ÉNONCÉ =>
D'après le texte sur les aides aux agriculteurs fragilisés :
(a) À combien l'aide au suivi a-t-elle été fixée par l'arrêté du 26 mars 2018 ?
(b) Depuis quelle année le Département a-t-il mis en place son dispositif de soutien ?
(c) Combien d'agriculteurs Solidarité Paysans a-t-elle accompagnés dans la Somme en 2017 ?

TEXTE FOURNI =>
--- --- ---
Aides financières attribuées
Détail des montants
Quant aux aides financières qui peuvent être attribuées, elles viennent d’être définies par l’arrêté du 26 mars 2018. L’aide au suivi a été fixée à 600 € pour les trois années d’assistance technique. Elle peut être complétée par une aide des collectivités locales, dans la limite de 100 % de la prestation. Les aides de prise en charge d’intérêts sont fixées, elles, à 10 000 € par UTH. On retrouve donc les mêmes montants que ceux définis dans le cadre des aides du dispositif Agridiff. Ce qui change, en revanche, c’est le montant du diagnostic, qui passe de 300 Ä à 1 000 €. Cette aide peut être complétée par une aide des collectivités territoriales, dans la limite de 100 % du coût de la prestation et d’un plafond de 1 500 €.
Dispositif du Département
Depuis 2011, le Département a mis en place un dispositif de soutien aux agriculteurs fragilisés dans la Somme. Celui-ci repose sur une plateforme unique d’examen et de suivi de la situation des agriculteurs en difficultés sur le plan technique, social et économique, qu’ils soient ou non bénéficiaires du RSA. Cette plateforme est composée de représentants de la chambre d’agriculture, de la DDTM, de la MSA et de Solidarité Paysans.
L’accompagnement est pris en charge par la Direction de la cohésion sociale et du logement pour les bénéficiaires du RSA (coût annuel autour de 20 000 €) et par la Direction du développement agricole et touristique pour les autres (coût annuel : 18 500 Ä pour Solidarité Paysans et 17 000 € pour la chambre d’agriculture).
Si la dimension du dossier est plutôt technique, c’est à la chambre d’agriculture qu’est confié le diagnostic de l’exploitation (autour de vingt par an). Si les éléments du dossier comprennent à la fois des caractéristiques économiques et sociales, il est confié à Solidarité Paysans, qui assure un suivi de l’agriculteur durant trois ans (quatre-vingt-cinq agriculteurs accompagnés dans la Somme en 2017). Si, après un point de situation, les difficultés sont plus d’ordre social, c’est le Département qui prend le relais ou la MSA.
--- --- ---
Données de pointage ancrées dans l'image
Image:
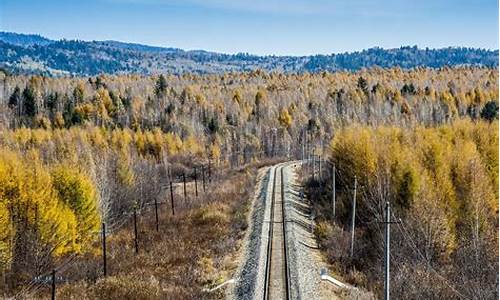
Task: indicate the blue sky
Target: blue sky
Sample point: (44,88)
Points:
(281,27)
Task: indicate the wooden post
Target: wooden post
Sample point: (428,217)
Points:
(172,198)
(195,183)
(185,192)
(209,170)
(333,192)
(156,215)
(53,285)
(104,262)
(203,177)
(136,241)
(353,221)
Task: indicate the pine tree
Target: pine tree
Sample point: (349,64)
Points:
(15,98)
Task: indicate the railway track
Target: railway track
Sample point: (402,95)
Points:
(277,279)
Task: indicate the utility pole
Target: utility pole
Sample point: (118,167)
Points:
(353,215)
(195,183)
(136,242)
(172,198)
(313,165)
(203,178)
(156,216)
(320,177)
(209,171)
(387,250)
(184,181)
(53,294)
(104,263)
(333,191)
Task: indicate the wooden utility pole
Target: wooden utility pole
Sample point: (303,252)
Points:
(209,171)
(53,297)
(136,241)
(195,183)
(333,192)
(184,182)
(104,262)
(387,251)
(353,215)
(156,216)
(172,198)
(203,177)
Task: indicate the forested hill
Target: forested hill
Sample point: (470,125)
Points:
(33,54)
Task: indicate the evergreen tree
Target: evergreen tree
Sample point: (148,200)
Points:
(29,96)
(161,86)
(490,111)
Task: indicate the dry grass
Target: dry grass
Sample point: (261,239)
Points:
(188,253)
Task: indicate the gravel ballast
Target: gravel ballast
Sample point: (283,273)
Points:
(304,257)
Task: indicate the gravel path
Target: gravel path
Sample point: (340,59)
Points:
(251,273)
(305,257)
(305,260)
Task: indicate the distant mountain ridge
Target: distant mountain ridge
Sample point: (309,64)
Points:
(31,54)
--- --- ---
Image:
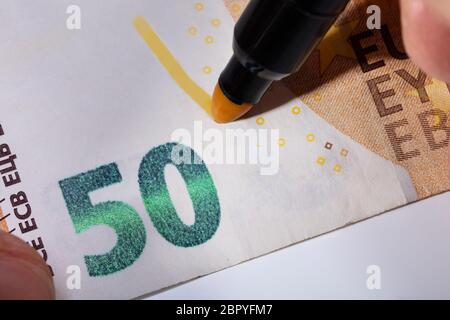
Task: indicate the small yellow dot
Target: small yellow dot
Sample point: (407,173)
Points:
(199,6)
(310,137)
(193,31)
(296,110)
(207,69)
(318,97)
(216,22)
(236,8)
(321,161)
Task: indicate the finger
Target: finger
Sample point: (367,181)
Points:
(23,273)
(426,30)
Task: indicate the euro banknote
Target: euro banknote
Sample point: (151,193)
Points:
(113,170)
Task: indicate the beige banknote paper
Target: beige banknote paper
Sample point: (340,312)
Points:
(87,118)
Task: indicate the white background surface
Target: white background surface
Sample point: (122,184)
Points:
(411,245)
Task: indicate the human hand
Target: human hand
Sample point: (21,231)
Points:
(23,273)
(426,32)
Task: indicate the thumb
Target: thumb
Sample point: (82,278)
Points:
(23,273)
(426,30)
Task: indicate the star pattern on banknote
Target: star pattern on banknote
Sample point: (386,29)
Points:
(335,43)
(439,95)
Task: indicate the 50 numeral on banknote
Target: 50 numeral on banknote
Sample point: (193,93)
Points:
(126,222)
--- --- ---
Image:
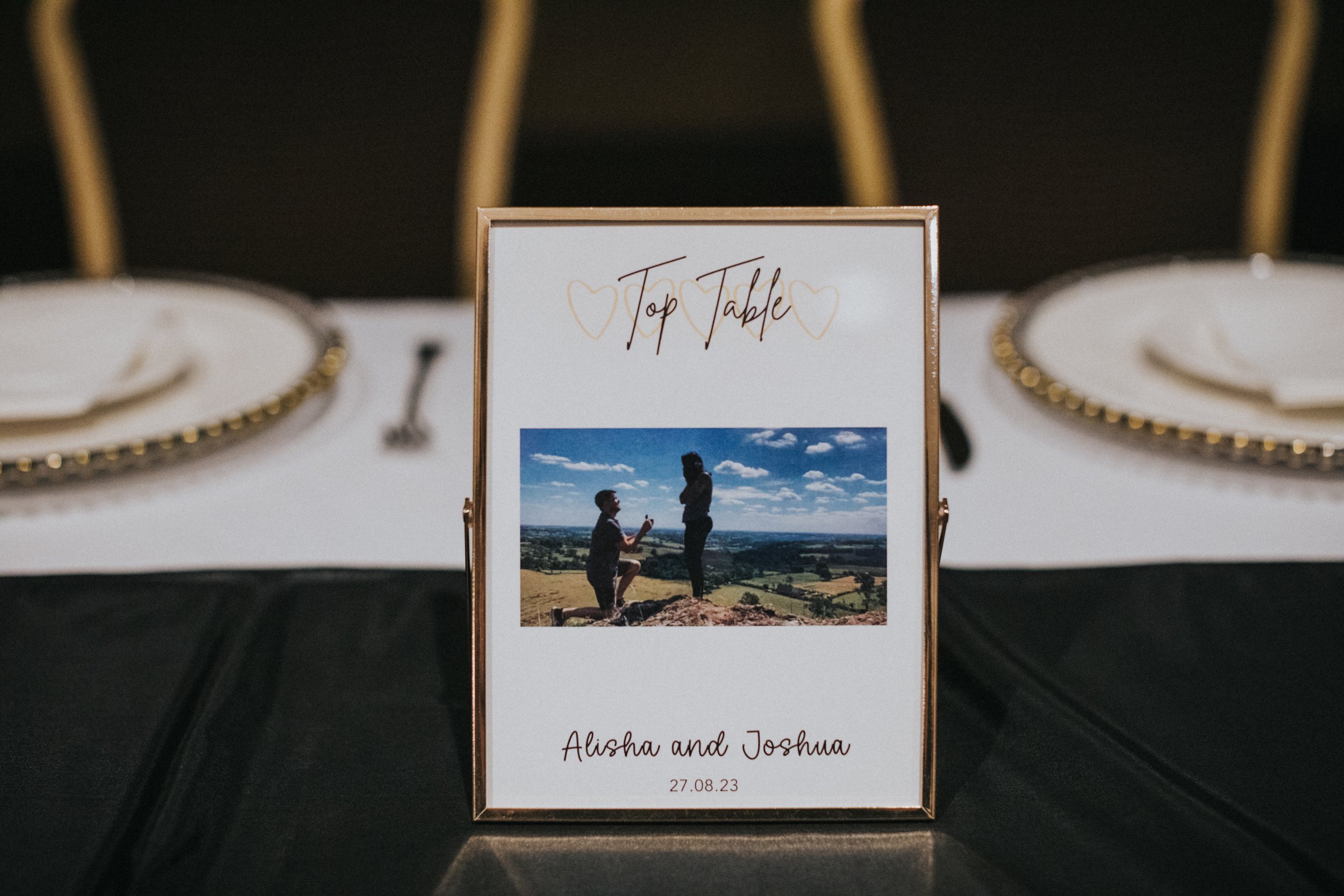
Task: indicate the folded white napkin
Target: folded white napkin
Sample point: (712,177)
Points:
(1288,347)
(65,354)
--- --- ---
CORRIGÉ DE L'EXERCICE =>
(a) 600 € pour les trois années d'assistance technique.
(b) Depuis 2011.
(c) Quatre-vingt-cinq agriculteurs.